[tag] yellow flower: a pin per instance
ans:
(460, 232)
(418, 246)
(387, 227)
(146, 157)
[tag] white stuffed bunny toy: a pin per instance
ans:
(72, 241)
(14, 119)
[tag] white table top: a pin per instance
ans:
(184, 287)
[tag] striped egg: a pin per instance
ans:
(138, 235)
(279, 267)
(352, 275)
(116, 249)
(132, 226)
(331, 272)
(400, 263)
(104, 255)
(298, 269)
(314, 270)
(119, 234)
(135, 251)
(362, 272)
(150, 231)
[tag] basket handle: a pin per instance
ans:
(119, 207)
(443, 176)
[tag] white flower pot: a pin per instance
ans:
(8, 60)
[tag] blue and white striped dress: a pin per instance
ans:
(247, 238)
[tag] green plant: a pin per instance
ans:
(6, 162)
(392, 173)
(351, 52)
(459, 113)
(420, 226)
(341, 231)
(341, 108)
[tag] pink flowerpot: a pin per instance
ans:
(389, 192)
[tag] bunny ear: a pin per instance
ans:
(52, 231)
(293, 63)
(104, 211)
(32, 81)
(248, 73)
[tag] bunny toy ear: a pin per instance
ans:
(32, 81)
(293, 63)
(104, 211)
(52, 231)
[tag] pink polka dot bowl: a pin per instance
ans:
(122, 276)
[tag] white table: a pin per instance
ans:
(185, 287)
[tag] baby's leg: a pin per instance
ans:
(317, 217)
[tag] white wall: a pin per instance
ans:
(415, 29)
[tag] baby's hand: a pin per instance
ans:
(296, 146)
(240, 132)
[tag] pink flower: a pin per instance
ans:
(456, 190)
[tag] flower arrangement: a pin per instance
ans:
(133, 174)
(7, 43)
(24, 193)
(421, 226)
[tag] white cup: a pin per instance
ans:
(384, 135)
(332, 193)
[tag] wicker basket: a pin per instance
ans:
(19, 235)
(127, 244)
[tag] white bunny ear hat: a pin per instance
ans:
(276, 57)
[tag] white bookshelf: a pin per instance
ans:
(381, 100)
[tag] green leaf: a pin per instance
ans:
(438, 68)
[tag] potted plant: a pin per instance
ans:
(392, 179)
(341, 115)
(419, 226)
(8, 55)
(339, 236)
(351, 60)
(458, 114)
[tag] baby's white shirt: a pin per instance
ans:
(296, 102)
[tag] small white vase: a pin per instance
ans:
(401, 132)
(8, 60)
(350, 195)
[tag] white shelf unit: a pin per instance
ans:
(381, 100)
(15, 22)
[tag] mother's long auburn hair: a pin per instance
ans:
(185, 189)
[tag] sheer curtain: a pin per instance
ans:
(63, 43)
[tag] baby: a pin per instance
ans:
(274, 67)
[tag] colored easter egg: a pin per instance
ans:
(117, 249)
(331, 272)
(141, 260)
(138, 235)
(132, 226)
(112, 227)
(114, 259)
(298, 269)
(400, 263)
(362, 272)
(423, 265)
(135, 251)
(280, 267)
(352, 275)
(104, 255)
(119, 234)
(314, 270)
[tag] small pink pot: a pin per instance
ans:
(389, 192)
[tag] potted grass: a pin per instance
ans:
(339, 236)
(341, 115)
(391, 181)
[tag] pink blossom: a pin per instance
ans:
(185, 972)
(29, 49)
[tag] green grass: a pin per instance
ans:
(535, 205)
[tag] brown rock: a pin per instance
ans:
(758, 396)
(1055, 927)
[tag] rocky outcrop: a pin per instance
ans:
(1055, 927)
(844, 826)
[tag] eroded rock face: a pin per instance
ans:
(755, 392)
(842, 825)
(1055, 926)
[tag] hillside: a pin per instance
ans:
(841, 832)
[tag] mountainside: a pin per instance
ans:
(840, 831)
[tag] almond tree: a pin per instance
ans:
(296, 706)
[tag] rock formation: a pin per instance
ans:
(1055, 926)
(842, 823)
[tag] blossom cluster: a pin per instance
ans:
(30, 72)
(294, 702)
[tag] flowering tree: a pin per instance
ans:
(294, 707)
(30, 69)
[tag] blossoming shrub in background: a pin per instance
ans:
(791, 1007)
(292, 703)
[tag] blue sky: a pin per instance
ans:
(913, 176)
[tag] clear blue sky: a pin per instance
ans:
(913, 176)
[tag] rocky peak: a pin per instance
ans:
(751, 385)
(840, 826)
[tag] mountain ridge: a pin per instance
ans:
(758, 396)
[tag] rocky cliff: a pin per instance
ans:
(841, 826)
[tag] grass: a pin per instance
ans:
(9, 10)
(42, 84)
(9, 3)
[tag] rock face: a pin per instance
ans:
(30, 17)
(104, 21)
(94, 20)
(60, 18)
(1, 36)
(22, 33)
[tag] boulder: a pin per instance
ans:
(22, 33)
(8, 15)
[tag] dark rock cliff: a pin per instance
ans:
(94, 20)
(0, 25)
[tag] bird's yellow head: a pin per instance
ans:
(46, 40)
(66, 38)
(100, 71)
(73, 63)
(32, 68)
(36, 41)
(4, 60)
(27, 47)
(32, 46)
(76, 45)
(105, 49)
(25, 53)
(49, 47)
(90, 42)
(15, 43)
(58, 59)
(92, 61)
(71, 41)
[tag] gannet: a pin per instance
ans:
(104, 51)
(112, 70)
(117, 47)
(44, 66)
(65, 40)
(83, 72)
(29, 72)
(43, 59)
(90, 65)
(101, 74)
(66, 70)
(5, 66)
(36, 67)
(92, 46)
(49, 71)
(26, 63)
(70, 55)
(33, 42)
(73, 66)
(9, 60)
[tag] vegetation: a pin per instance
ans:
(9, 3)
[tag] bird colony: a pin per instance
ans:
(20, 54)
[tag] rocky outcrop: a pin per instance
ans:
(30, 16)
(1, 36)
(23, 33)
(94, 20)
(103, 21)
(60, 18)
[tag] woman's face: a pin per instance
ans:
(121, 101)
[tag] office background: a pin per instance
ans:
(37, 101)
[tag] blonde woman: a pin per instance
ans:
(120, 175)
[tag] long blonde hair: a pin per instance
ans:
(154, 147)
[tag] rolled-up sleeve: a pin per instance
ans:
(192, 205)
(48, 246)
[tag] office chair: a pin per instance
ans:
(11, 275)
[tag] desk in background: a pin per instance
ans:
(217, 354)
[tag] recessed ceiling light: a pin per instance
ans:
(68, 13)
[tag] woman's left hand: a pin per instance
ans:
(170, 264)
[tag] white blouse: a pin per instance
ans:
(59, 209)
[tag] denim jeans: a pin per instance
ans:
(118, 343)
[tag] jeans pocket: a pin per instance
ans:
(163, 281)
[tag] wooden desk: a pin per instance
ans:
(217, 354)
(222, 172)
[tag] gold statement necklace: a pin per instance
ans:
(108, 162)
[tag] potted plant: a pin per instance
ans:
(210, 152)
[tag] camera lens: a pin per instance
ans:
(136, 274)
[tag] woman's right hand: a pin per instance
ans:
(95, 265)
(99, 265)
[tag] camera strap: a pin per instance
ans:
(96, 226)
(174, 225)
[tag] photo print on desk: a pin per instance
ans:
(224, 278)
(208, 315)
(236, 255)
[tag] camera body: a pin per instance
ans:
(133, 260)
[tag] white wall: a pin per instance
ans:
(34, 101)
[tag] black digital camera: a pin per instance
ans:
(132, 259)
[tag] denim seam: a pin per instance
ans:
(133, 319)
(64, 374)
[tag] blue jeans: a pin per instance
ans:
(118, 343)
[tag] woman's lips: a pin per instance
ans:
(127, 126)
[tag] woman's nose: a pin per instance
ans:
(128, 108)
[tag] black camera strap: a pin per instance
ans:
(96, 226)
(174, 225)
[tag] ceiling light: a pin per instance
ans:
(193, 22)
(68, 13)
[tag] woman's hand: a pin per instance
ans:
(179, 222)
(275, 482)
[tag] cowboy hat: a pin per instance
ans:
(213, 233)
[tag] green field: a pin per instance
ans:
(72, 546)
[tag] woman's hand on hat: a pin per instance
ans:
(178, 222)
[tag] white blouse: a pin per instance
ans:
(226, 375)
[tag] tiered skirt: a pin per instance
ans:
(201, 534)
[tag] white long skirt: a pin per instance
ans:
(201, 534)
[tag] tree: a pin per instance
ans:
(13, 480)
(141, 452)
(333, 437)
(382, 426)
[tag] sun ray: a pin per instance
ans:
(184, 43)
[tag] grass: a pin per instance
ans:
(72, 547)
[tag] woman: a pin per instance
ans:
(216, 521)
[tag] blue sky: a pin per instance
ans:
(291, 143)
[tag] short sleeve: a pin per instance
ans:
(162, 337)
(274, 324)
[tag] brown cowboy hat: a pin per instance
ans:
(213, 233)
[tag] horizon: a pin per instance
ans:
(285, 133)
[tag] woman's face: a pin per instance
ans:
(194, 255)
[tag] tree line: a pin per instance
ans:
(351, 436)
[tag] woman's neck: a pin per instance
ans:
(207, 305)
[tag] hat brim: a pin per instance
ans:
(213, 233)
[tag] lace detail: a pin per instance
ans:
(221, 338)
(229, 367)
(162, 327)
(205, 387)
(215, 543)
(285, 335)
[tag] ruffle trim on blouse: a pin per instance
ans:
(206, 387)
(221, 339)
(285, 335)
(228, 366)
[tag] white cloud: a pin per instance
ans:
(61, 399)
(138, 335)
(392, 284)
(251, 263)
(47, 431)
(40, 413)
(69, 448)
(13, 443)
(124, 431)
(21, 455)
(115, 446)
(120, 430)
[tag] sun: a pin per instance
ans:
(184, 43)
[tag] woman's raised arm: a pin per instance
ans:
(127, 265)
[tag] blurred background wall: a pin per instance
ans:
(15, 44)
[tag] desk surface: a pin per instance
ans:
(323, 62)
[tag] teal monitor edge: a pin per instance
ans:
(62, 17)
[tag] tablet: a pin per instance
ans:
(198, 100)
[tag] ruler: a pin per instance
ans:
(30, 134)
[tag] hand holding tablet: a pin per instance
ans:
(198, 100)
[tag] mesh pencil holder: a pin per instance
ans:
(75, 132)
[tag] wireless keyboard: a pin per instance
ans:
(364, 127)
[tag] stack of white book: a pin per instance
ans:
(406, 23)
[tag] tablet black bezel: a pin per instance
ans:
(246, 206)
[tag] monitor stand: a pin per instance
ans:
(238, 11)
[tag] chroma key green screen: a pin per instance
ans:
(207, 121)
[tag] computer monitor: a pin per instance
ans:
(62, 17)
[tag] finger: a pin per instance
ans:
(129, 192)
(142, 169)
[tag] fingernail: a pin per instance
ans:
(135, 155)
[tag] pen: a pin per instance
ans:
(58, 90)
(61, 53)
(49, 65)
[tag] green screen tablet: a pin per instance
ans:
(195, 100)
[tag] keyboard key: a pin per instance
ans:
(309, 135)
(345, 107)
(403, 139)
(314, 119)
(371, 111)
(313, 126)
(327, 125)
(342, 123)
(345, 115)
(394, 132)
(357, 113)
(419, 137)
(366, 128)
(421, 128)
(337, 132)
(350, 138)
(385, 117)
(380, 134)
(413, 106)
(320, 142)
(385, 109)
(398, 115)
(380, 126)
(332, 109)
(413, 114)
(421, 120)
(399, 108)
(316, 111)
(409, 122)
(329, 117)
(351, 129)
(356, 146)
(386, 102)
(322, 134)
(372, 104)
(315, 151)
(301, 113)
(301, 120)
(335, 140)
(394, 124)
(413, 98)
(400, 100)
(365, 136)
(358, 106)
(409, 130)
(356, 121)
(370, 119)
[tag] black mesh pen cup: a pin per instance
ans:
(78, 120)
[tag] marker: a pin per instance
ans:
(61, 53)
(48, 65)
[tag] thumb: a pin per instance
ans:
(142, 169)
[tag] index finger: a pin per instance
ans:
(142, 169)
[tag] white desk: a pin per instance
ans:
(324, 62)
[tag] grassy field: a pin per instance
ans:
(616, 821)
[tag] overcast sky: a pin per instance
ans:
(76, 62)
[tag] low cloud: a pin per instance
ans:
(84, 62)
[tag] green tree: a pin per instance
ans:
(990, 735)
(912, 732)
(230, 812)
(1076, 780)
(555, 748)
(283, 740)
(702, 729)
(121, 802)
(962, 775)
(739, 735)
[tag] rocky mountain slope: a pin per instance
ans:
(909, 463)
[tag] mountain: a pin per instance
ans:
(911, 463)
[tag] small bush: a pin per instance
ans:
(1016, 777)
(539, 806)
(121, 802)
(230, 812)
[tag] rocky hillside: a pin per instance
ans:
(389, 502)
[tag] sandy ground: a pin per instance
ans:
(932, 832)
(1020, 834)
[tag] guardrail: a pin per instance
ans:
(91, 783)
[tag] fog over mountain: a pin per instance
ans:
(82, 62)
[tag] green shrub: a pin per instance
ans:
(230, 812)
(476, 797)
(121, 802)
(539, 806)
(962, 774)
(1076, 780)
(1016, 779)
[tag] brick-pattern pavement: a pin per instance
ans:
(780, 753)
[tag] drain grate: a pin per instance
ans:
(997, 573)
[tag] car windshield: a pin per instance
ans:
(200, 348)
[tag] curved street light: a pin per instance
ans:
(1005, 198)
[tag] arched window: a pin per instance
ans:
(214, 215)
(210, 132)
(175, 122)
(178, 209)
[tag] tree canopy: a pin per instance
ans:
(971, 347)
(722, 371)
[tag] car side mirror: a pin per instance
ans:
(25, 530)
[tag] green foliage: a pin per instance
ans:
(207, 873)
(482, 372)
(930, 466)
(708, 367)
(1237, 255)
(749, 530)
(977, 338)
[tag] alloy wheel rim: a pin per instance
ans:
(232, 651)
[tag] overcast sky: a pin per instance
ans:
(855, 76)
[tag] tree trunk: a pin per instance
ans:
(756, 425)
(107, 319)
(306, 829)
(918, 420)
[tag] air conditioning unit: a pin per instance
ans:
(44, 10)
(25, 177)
+++++
[SET TASK] Nothing but the lines from the one with "[tag] arched window: a pin per instance" through the last line should be repeated, each exactly as it stands.

[SOLUTION FOR THIS PROBLEM]
[tag] arched window: a pin per instance
ans:
(214, 215)
(210, 132)
(175, 122)
(178, 209)
[tag] tree canopy: a pin per instance
ans:
(971, 347)
(722, 371)
[tag] car side mirror: a pin per instance
ans:
(25, 530)
[tag] green foliage: a pin per instance
ans:
(207, 873)
(482, 372)
(930, 466)
(708, 367)
(1237, 255)
(749, 530)
(977, 338)
[tag] alloy wheel rim: a pin per instance
ans:
(232, 651)
[tag] overcast sky: a pin per instance
ans:
(855, 76)
[tag] tree trunk: a pin per instance
ans:
(756, 425)
(107, 319)
(306, 829)
(918, 420)
[tag] air conditioning unit: a pin per instance
ans:
(44, 10)
(25, 177)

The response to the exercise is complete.